+++ Given records +++
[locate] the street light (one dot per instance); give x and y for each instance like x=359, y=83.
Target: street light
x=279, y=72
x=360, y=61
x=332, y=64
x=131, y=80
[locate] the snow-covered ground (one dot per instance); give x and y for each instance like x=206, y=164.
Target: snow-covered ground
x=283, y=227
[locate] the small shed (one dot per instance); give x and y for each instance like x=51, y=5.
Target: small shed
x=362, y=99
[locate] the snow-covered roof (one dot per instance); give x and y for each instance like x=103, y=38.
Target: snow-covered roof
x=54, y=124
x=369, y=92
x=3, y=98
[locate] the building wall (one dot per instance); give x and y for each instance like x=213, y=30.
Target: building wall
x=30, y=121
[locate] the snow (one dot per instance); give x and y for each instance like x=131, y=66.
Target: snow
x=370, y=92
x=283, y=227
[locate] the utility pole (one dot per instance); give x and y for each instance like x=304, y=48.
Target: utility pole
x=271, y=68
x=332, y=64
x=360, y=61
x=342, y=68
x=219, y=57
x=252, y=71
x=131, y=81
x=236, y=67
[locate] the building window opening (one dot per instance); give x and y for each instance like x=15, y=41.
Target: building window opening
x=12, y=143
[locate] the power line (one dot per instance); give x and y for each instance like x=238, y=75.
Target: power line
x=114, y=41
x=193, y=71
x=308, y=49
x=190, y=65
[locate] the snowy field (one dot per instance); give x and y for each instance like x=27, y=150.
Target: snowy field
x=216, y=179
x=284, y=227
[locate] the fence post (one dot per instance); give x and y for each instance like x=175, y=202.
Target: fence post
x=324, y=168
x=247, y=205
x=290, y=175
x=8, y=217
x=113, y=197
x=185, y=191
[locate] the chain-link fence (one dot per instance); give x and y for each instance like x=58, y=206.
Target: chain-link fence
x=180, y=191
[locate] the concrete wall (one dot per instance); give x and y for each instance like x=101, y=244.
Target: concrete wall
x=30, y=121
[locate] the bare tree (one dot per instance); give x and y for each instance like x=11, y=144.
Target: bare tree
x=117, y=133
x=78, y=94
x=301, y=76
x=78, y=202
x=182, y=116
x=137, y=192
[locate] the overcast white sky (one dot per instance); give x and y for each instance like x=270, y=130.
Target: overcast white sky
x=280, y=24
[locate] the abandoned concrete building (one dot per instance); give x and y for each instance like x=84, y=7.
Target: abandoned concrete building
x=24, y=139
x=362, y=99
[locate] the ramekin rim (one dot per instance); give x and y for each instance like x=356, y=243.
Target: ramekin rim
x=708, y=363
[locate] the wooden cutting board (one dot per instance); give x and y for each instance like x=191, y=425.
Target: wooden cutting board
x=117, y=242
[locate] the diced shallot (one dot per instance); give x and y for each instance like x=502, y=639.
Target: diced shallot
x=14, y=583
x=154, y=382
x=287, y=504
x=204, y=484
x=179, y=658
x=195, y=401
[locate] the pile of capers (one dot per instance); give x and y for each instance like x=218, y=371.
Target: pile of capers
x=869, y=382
+++
#### Task statement:
Can you rename "Target" to "Object" throughout all the rows above and give them again with nothing else changed?

#### Reply:
[locate] the street light (one dot per instance); give x and y for each instance like x=359, y=83.
Object: street light
x=279, y=72
x=360, y=61
x=332, y=64
x=131, y=80
[locate] the snow-covered ground (one dot per instance); give x and y for each instance like x=206, y=164.
Object: snow-covered ground
x=283, y=227
[locate] the small shed (one dot per instance); give x and y for each instance like x=51, y=5.
Object: small shed
x=362, y=99
[locate] the snow-covered roof (one dot per instance); give x and y for each instance like x=103, y=38.
Object: snow-covered roof
x=54, y=124
x=369, y=92
x=3, y=98
[locate] the building wall (one dot per instance); give x and y for each instance like x=213, y=30.
Object: building wall
x=30, y=121
[locate] the snow (one dot per instance); give x and y for each instance like x=131, y=66.
Object: snow
x=370, y=92
x=283, y=227
[locate] the utility pole (one dot per instance); give x and y for each instance like x=304, y=48.
Object: utility pole
x=271, y=68
x=332, y=64
x=360, y=61
x=342, y=68
x=219, y=57
x=252, y=71
x=131, y=81
x=236, y=67
[locate] the building window opening (one dot per instance); give x and y for each instance like x=15, y=41.
Object: building window opening
x=12, y=143
[locate] the power line (one dot per instance); give x and y for each instance like x=238, y=75.
Object: power line
x=114, y=41
x=193, y=71
x=308, y=49
x=190, y=65
[locate] the snowy field (one dot per instance); give x and y for each instance like x=27, y=150.
Object: snowy field
x=216, y=179
x=284, y=227
[locate] the fence post (one dot per instance); give x and y for each instance like x=175, y=202.
Object: fence post
x=324, y=168
x=247, y=205
x=290, y=175
x=8, y=217
x=113, y=197
x=185, y=191
[locate] the chain-link fence (one dot per instance); give x and y for each instance like x=58, y=206.
Object: chain-link fence
x=180, y=191
[locate] the concrete wall (one dot per instance); give x and y for each instance like x=101, y=244.
Object: concrete wall
x=30, y=121
[locate] the bare tree (one dot per instance); give x and y for each instance like x=11, y=144.
Object: bare tree
x=117, y=133
x=78, y=94
x=301, y=76
x=78, y=202
x=182, y=116
x=137, y=192
[locate] the overcast white sky (one dot per instance); give x and y for each instance like x=270, y=130.
Object: overcast white sky
x=280, y=24
[locate] the abandoned concrete building (one dot per instance); give x and y for each instance like x=84, y=7.
Object: abandoned concrete building
x=24, y=139
x=362, y=99
[locate] the ramekin rim (one dot per instance); give x and y for each instance like x=356, y=243.
Object: ramekin rim
x=708, y=363
[locate] the wooden cutting board (one dot per instance); give x and y for each instance like x=191, y=425.
Object: wooden cutting board
x=117, y=242
[locate] the diced shallot (one dot per instance); give x and y for each instance like x=502, y=639.
Object: diced shallot
x=14, y=583
x=154, y=382
x=287, y=504
x=204, y=484
x=179, y=658
x=195, y=401
[locate] the pile of capers (one dot per instance); give x and y for each instance like x=218, y=371.
Object: pile of capers
x=869, y=382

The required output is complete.